● **Assignment**:
Transcribe only what runs from the line including "Query = distant hill" through the last line of the entries, exactly as it appears.
==*==
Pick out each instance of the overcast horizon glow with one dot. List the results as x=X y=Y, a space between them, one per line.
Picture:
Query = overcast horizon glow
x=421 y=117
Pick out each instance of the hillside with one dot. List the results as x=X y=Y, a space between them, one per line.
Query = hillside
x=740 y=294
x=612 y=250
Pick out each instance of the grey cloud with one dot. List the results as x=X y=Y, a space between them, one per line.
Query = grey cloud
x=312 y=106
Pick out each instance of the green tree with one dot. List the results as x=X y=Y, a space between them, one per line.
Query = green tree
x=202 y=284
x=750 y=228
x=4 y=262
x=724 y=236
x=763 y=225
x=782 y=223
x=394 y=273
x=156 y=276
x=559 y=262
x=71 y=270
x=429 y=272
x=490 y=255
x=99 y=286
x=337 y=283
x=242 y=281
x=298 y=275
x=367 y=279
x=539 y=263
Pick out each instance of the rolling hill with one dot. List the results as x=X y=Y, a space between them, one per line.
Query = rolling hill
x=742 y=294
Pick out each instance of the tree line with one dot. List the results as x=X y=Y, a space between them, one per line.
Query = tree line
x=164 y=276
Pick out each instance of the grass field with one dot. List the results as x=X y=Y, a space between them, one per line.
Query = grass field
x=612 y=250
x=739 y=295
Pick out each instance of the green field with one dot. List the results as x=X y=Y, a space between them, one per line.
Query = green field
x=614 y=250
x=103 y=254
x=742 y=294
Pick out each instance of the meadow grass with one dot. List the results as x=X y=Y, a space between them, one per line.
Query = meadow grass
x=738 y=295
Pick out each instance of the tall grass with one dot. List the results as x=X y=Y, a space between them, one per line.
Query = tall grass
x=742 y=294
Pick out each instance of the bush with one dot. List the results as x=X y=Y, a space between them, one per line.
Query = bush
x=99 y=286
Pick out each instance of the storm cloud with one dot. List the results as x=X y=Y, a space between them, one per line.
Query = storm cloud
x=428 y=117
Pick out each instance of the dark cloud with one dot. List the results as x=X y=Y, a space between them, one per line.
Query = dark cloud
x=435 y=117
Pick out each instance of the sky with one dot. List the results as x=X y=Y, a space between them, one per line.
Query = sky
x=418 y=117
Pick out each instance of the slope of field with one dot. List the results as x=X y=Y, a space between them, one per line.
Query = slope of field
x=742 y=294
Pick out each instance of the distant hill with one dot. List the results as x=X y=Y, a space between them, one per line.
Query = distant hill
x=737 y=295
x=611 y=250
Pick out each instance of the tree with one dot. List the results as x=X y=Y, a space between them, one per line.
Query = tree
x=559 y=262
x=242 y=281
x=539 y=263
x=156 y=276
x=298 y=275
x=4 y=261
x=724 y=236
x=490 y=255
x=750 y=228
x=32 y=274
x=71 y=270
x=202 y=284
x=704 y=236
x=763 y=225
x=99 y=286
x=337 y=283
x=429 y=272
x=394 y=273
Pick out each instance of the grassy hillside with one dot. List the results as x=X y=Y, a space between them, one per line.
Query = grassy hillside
==*==
● **Reply**:
Query = distant hill
x=737 y=295
x=611 y=250
Pick out each instance of the tree with one dot. List the results as x=X y=Y, a space between them, one per line.
Query = tree
x=559 y=262
x=242 y=281
x=539 y=263
x=156 y=276
x=298 y=275
x=4 y=261
x=724 y=236
x=490 y=255
x=750 y=228
x=32 y=274
x=71 y=270
x=202 y=284
x=704 y=236
x=763 y=225
x=99 y=286
x=337 y=283
x=429 y=272
x=394 y=273
Pick out each instance of the grassy hillside with one dot. List the results as x=X y=Y, a space between them, one per line.
Query = grassy hillside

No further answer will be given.